SUPPLIED PASSAGE:
====================

7 Steps To Convert Calls Into New Patient Visits

Do you feel like your front desk staff struggles with answering the phone? Are they not meeting your expectations? Are you looking for a way to increase revenue without increasing your costs? It may be time to adjust your approach. By simply converting a higher percentage of the calls coming into your practice, you can literally make more out of what you already have.

7 Steps To Convert Calls Into New Patient Visits

If you are looking for a good place to start, consider these seven steps to help you convert new patient calls.

1. Empower Your Dental Office Staff

It’s easy to overlook how important the person who answers your office phone is. More importantly, that person may have no idea how important they are. If she’s not effective, the practice cannot reach its full potential. Spend the time with this person or group of people to help them understand how their performance directly impacts the practice. Explain to her what you expect, how you want the practice represented, and set realistic goals for her to live up to. Reiterate these expectations frequently.

====================

EXCERPTED DATA:

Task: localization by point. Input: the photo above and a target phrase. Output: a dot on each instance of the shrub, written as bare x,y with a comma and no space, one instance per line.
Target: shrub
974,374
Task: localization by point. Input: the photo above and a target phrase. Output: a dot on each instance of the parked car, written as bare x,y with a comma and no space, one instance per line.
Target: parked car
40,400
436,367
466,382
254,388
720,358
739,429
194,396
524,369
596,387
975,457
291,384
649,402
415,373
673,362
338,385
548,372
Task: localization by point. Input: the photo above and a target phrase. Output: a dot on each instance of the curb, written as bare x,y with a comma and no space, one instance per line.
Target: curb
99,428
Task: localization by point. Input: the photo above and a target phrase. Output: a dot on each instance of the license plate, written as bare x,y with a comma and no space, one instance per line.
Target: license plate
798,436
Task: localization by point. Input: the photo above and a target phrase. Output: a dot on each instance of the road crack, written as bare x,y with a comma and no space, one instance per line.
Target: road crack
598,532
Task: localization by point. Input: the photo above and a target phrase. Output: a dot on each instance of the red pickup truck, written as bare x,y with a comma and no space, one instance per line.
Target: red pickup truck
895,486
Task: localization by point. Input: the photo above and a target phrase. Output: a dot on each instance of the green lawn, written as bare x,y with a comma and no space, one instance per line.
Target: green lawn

====================

QUESTIONS ON THE MATERIAL:
1. According to the call-conversion article, what can a practice do by converting a higher percentage of its incoming calls?
2. Does each statement agree with the call-conversion article? Answer yes or no for each, quoting the deciding words. (a) The article offers seven steps for converting new patient calls. (b) The person who answers the office phone is sure to know how important that role is. (c) Expectations for the front desk should be stated once and then left alone.
The data comes from a separate source and has no connection to the call-conversion article.

ANSWERS:
1. It can make more out of what it already has.

2.
(a) Yes: "consider these seven steps to help you convert new patient calls."
(b) No: "that person may have no idea how important they are."
(c) No: "Reiterate these expectations frequently."